§ **WHAT YOU HAVE TO DO**
Leave the pictures aside. Retype exactly the lines from the top of the data below through the one holding "positive clicks: (137, 273)".

**** RECORD EXCERPTS ****

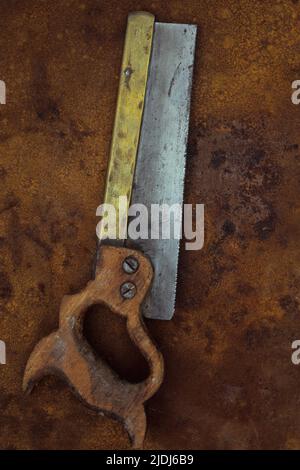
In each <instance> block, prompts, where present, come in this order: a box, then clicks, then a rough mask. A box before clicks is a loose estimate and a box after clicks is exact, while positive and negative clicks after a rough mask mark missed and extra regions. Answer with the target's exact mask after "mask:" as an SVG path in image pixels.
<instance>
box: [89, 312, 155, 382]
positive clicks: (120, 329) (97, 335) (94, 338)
mask: <svg viewBox="0 0 300 470" xmlns="http://www.w3.org/2000/svg"><path fill="white" fill-rule="evenodd" d="M83 335H84V337H85V338H86V340H87V341H88V342H89V344H90V346H91V347H92V348H93V349H94V351H95V352H96V354H97V355H98V356H100V357H101V358H102V359H104V360H105V361H106V362H107V363H108V364H109V366H110V367H111V368H112V369H113V370H114V371H115V372H116V373H117V374H118V375H119V376H120V377H121V378H122V379H125V380H127V381H128V382H131V383H138V382H140V381H142V380H144V379H146V378H147V377H148V375H149V367H148V364H147V361H146V360H145V359H144V357H143V356H142V354H141V352H140V351H139V349H138V348H137V346H136V345H135V344H134V343H133V342H132V341H131V339H130V337H129V335H128V332H127V328H126V320H125V319H124V318H122V317H120V316H118V315H116V314H114V313H113V312H112V311H111V310H110V309H109V308H108V307H106V306H105V305H93V306H92V307H90V308H89V309H88V310H87V312H86V314H85V317H84V322H83Z"/></svg>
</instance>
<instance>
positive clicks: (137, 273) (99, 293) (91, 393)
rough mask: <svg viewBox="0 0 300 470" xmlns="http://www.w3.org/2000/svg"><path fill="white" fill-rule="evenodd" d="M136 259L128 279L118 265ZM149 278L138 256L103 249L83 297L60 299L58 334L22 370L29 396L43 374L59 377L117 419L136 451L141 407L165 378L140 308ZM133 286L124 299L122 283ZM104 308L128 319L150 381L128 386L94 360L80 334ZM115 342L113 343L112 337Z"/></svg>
mask: <svg viewBox="0 0 300 470" xmlns="http://www.w3.org/2000/svg"><path fill="white" fill-rule="evenodd" d="M132 255H134V256H135V258H136V259H137V260H138V262H139V268H138V270H137V272H136V273H133V274H126V273H125V272H124V271H123V268H122V264H123V261H124V259H125V258H126V257H127V256H132ZM152 276H153V271H152V267H151V264H150V261H149V260H148V259H147V258H146V257H145V256H143V255H142V254H141V253H139V252H137V251H134V250H129V249H125V248H116V247H111V246H103V247H102V249H101V252H100V259H99V263H98V270H97V274H96V278H95V280H93V281H90V282H89V283H88V285H87V286H86V287H85V289H83V290H82V291H81V292H79V293H78V294H75V295H71V296H65V297H64V298H63V301H62V304H61V309H60V322H59V329H58V330H57V331H55V332H54V333H52V334H50V335H49V336H47V337H46V338H44V339H42V340H41V341H40V342H39V343H38V345H37V346H36V347H35V349H34V351H33V352H32V354H31V356H30V358H29V361H28V363H27V366H26V370H25V375H24V382H23V387H24V390H26V391H28V392H30V391H31V390H32V388H33V386H34V384H35V383H36V382H37V381H38V380H39V379H41V378H42V377H43V376H44V375H47V374H54V375H58V376H60V377H62V378H63V379H65V380H66V381H67V383H68V384H69V385H70V386H71V387H72V390H73V391H74V393H75V394H76V395H78V396H79V397H80V398H81V399H82V400H83V401H84V402H85V403H86V404H87V405H88V406H89V407H91V408H93V409H95V410H97V411H103V412H105V413H107V414H109V415H111V416H113V417H115V418H117V419H120V420H121V421H122V422H123V423H124V425H125V427H126V429H127V431H128V434H129V436H130V438H131V440H132V443H133V446H134V447H141V445H142V443H143V440H144V436H145V431H146V416H145V412H144V406H143V404H144V402H145V401H146V400H148V399H149V398H150V397H151V396H152V395H153V394H154V393H155V392H156V391H157V389H158V388H159V386H160V385H161V382H162V379H163V369H164V367H163V359H162V356H161V354H160V352H159V351H158V350H157V348H156V347H155V345H154V344H153V342H152V341H151V339H150V338H149V336H148V334H147V332H146V329H145V326H144V324H143V321H142V318H141V314H140V305H141V303H142V301H143V299H144V297H145V295H146V293H147V291H148V289H149V286H150V283H151V280H152ZM128 281H130V282H132V283H133V284H134V285H135V286H136V295H135V296H134V297H133V298H132V299H124V298H123V297H122V296H121V293H120V287H121V285H122V284H123V283H124V282H128ZM98 303H99V304H105V305H107V306H108V307H109V308H110V309H111V310H112V312H114V313H116V314H117V315H121V316H122V317H125V318H126V323H127V330H128V333H129V335H130V337H131V339H132V341H134V343H135V344H136V345H137V347H138V348H139V350H140V351H141V353H142V354H143V355H144V357H145V358H146V360H147V361H148V363H149V368H150V374H149V377H148V378H147V379H146V380H144V381H142V382H140V383H138V384H132V383H129V382H127V381H125V380H122V379H120V378H119V377H118V375H117V374H116V373H115V372H114V371H113V370H112V369H111V368H110V367H109V366H108V365H107V364H106V362H105V361H103V360H102V359H101V358H100V357H97V356H96V355H95V353H94V351H93V350H92V348H91V347H90V345H89V344H88V342H87V341H86V339H85V338H84V336H83V334H82V325H83V319H84V315H85V312H86V311H87V309H88V308H89V307H91V306H92V305H94V304H98ZM111 340H112V341H116V340H117V338H111Z"/></svg>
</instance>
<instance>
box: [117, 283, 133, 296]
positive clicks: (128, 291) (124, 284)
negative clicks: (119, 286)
mask: <svg viewBox="0 0 300 470" xmlns="http://www.w3.org/2000/svg"><path fill="white" fill-rule="evenodd" d="M120 292H121V296H122V297H123V299H133V297H134V296H135V294H136V287H135V285H134V284H133V282H124V284H122V285H121V287H120Z"/></svg>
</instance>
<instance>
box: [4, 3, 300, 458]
mask: <svg viewBox="0 0 300 470" xmlns="http://www.w3.org/2000/svg"><path fill="white" fill-rule="evenodd" d="M136 9H145V10H149V11H151V12H153V13H155V14H156V16H157V18H158V20H160V21H177V22H192V23H197V24H198V25H199V29H200V31H199V37H198V43H197V53H196V70H195V81H194V89H193V98H192V115H191V133H190V141H189V151H188V161H187V186H186V196H185V201H186V202H194V203H196V202H198V203H205V206H206V241H205V247H204V249H203V250H202V251H200V252H186V251H184V250H182V252H181V258H180V266H179V268H180V274H179V283H178V299H177V309H176V313H175V317H174V319H173V320H172V321H170V322H164V323H161V322H155V321H152V322H150V321H149V322H148V325H149V328H150V330H151V332H152V334H153V336H154V337H155V338H156V340H157V342H158V344H159V346H160V348H161V350H162V352H163V353H164V356H165V359H166V380H165V383H164V385H163V386H162V388H161V390H160V392H159V393H158V394H157V395H156V396H155V397H154V398H153V399H152V400H151V401H150V402H148V406H147V411H148V421H149V430H148V435H147V440H146V443H145V446H146V448H153V449H175V448H177V449H186V448H190V447H192V448H194V449H208V448H209V449H224V448H225V449H231V448H234V449H261V448H269V449H278V448H300V407H299V403H300V367H299V368H297V366H294V365H292V364H291V360H290V354H291V342H292V341H293V340H294V339H298V338H300V299H299V287H300V267H299V266H300V250H299V248H300V247H299V239H300V227H299V216H300V207H299V195H300V194H299V193H300V191H299V177H300V171H299V163H300V149H299V144H300V142H299V140H300V137H299V125H300V108H299V107H297V106H293V105H292V104H291V101H290V93H291V82H292V81H293V80H294V79H297V78H299V76H300V36H299V28H300V4H299V2H298V1H297V0H293V1H291V0H277V1H276V0H272V1H271V0H265V1H264V2H261V1H258V0H251V1H250V0H239V1H238V0H227V1H225V0H202V1H201V0H198V1H196V0H195V1H193V0H186V1H184V2H183V1H179V0H178V1H177V0H173V1H172V0H169V1H168V2H159V1H155V0H152V1H146V0H145V1H127V0H125V1H122V2H120V1H116V0H110V1H107V0H105V1H96V0H74V1H71V0H69V1H68V0H51V1H50V0H49V1H44V2H40V1H38V0H1V3H0V75H1V76H0V78H1V79H2V80H5V81H6V83H7V88H8V96H7V101H8V104H7V105H6V106H1V107H0V181H1V192H0V263H1V264H0V305H1V311H0V338H1V339H2V340H5V341H6V343H7V348H8V354H7V360H8V364H7V365H6V366H0V410H1V413H0V429H1V432H0V448H2V449H31V448H34V449H45V448H49V449H83V448H88V449H96V448H109V449H114V448H127V447H128V441H127V436H126V434H125V432H124V431H123V429H122V427H121V425H119V424H118V423H115V422H112V421H111V420H109V419H107V418H104V417H101V416H97V415H96V414H95V413H94V412H92V411H88V410H86V409H85V408H84V407H83V406H82V404H81V403H79V402H78V401H77V399H75V398H74V397H73V395H72V394H71V392H70V391H69V390H68V388H67V387H66V386H65V385H64V384H63V383H62V382H60V381H59V380H56V379H52V378H48V379H46V380H44V381H43V382H42V383H41V384H40V386H39V387H38V388H37V389H36V390H35V391H34V393H33V394H32V395H31V396H29V397H26V396H24V395H23V394H22V391H21V380H22V373H23V370H24V366H25V363H26V360H27V358H28V356H29V354H30V352H31V350H32V348H33V346H34V344H35V343H36V342H37V341H38V340H39V339H40V338H41V337H43V336H44V335H46V334H48V333H50V332H51V331H52V330H53V329H54V328H55V327H56V325H57V319H58V309H59V304H60V300H61V298H62V295H63V294H64V293H67V292H74V291H76V290H78V289H80V288H81V287H83V286H84V285H85V283H86V282H87V280H88V279H89V276H90V272H91V264H92V258H93V252H94V247H95V239H94V233H95V224H96V218H95V208H96V206H97V205H98V203H99V201H100V200H101V195H102V194H103V189H104V188H103V186H104V178H105V168H106V162H107V155H108V148H109V141H110V135H111V130H112V122H113V115H114V108H115V100H116V92H117V84H118V72H119V66H120V60H121V54H122V45H123V39H124V32H125V23H126V15H127V13H128V12H129V11H132V10H136ZM85 329H86V335H87V337H88V338H89V339H90V341H91V343H92V344H93V346H94V347H95V348H96V349H97V351H98V352H99V353H103V354H104V355H105V357H106V358H107V359H108V361H109V362H110V363H111V364H112V365H113V366H114V367H115V368H116V369H117V370H118V371H119V373H120V374H121V375H123V376H125V377H128V378H130V379H131V380H139V379H140V378H142V377H144V376H145V374H146V371H145V365H144V363H143V360H142V359H141V358H140V356H139V353H138V352H137V351H136V350H135V349H134V348H133V347H132V345H131V344H130V342H129V340H128V338H127V337H126V335H125V334H122V335H121V334H120V332H121V331H123V330H124V325H123V324H122V323H120V322H119V320H117V319H116V318H114V317H112V316H109V315H107V314H102V315H99V313H97V311H92V312H89V314H88V319H87V322H86V325H85ZM116 335H117V336H116ZM116 338H117V340H116Z"/></svg>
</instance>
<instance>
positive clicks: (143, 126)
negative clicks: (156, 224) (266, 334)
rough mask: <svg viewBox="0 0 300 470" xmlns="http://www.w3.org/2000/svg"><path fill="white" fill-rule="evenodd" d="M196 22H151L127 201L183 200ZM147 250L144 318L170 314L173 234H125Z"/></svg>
mask: <svg viewBox="0 0 300 470" xmlns="http://www.w3.org/2000/svg"><path fill="white" fill-rule="evenodd" d="M196 32H197V27H196V26H195V25H188V24H171V23H155V26H154V35H153V43H152V56H151V61H150V66H149V74H148V80H147V91H146V98H145V107H144V114H143V122H142V128H141V134H140V142H139V148H138V155H137V163H136V169H135V176H134V185H133V189H132V198H131V205H132V204H144V205H145V206H146V207H147V209H148V213H149V214H150V212H151V205H152V204H160V205H161V204H168V205H169V206H172V205H173V204H180V205H182V202H183V191H184V175H185V159H186V145H187V138H188V127H189V110H190V95H191V85H192V74H193V64H194V52H195V41H196ZM127 245H129V246H132V247H134V248H137V249H140V250H141V251H142V252H143V253H144V254H146V255H148V256H149V257H150V259H151V261H152V264H153V267H154V272H155V276H154V281H153V284H152V289H151V292H150V294H149V295H148V297H147V299H146V300H145V302H144V305H143V308H142V311H143V315H144V316H145V317H147V318H153V319H161V320H169V319H171V318H172V316H173V314H174V307H175V295H176V283H177V264H178V255H179V240H178V239H174V238H173V239H169V240H164V239H161V238H160V239H151V238H148V239H147V240H143V239H138V240H128V241H127Z"/></svg>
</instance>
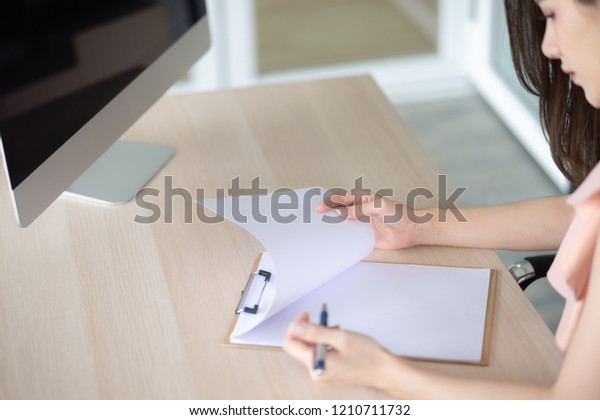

****

§ **PROBLEM SOLUTION**
In each <instance> block, prompts, where present, come in this order: a box, then clicks, then a rough mask. A box before clicks is a loose estimate and a box after clicks is exact, while positive and negative clicks after a rough mask mark missed and extra regions. Answer with the target's exact mask after "mask:" as an SVG path in image pixels.
<instance>
box: [89, 312, 155, 382]
positive clicks: (120, 329) (97, 335) (94, 338)
mask: <svg viewBox="0 0 300 470" xmlns="http://www.w3.org/2000/svg"><path fill="white" fill-rule="evenodd" d="M83 335H84V337H85V338H86V340H87V341H88V342H89V344H90V346H91V347H92V348H93V349H94V351H95V352H96V354H97V355H98V356H100V357H101V358H102V359H104V360H105V361H106V362H107V363H108V364H109V366H110V367H111V368H112V369H113V370H114V371H115V372H116V373H117V374H118V375H119V376H120V377H121V378H122V379H125V380H127V381H128V382H131V383H138V382H140V381H142V380H144V379H146V378H147V377H148V375H149V367H148V364H147V361H146V360H145V359H144V357H143V356H142V354H141V352H140V351H139V349H138V348H137V346H136V345H135V344H134V343H133V342H132V341H131V339H130V337H129V335H128V332H127V328H126V320H125V319H124V318H122V317H120V316H118V315H116V314H114V313H113V312H112V311H111V310H110V309H109V308H108V307H106V306H105V305H93V306H92V307H90V308H89V309H88V310H87V312H86V314H85V317H84V322H83Z"/></svg>
</instance>
<instance>
positive clicks: (137, 273) (99, 293) (91, 393)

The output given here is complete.